* begin *

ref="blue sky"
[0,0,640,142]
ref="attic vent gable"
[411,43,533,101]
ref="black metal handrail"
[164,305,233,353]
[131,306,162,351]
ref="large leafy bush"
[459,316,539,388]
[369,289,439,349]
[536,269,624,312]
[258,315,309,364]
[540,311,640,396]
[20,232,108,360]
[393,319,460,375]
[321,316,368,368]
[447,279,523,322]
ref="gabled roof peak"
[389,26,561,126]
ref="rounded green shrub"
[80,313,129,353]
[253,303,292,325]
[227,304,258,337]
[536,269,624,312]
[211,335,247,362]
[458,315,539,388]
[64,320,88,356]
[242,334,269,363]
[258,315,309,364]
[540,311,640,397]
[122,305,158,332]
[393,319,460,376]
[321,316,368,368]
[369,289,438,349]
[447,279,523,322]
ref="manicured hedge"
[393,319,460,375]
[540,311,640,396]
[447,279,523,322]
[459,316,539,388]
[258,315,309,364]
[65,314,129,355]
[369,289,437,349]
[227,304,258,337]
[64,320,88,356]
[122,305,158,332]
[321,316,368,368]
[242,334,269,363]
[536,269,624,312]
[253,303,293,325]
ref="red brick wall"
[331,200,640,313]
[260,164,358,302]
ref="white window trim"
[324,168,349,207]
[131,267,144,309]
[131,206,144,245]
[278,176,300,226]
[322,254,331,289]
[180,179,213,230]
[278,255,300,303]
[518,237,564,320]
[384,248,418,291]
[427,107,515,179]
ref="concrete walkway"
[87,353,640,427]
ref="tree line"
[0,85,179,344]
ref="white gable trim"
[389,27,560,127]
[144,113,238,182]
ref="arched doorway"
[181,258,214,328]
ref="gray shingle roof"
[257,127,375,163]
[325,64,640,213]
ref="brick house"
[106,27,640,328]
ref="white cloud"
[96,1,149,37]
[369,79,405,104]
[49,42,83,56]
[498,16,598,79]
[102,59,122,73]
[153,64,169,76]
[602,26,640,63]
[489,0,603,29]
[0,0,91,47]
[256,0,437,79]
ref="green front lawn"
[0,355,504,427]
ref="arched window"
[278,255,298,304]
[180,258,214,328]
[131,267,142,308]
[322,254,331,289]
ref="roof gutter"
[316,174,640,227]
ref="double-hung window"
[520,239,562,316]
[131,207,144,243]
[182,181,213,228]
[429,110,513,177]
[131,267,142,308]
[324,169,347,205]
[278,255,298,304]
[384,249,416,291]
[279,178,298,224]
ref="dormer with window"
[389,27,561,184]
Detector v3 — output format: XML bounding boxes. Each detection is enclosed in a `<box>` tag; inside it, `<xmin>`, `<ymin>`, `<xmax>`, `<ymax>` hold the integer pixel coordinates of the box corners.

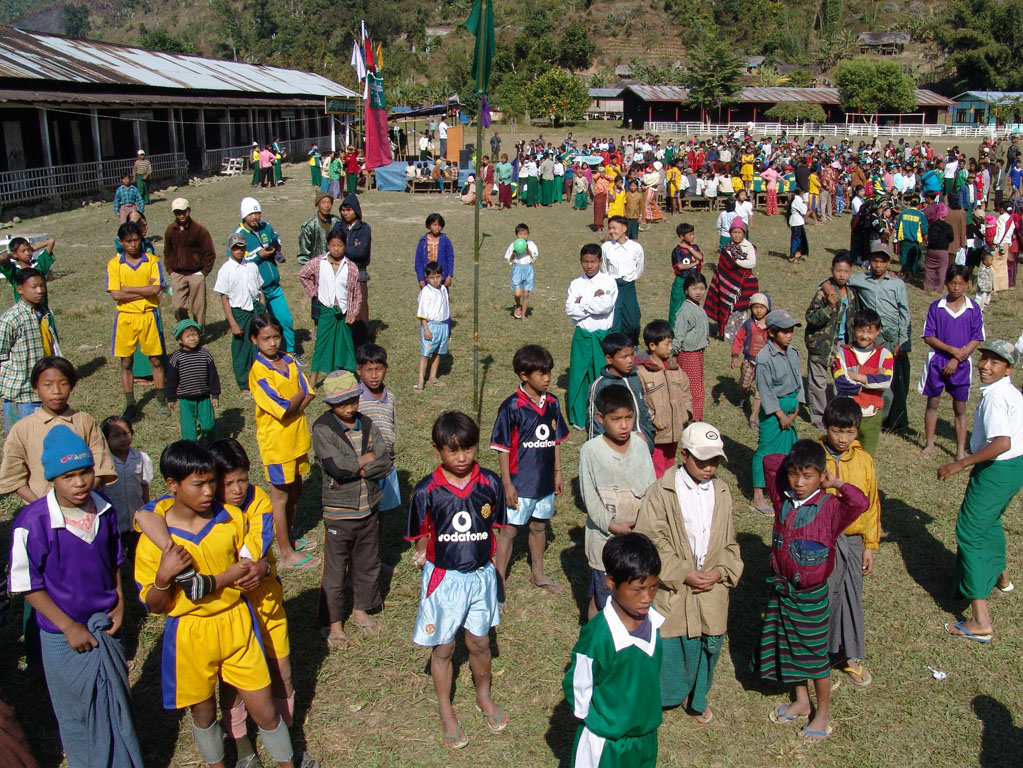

* end *

- [Problem to work on]: Convert the listing into a Markdown table with the columns "No." and "Text," beginning at the first line and ending with the line containing "[131,306,162,351]", both included. Number each line in order and skip any blank lines.

- [Output of the task]:
| No. | Text |
|---|---|
| 1 | ref="blue sky" |
| 2 | [0,0,640,142] |
| 3 | ref="attic vent gable" |
| 4 | [411,43,533,101] |
| 5 | ref="black metal handrail" |
| 6 | [164,305,233,353] |
| 7 | [131,306,162,351] |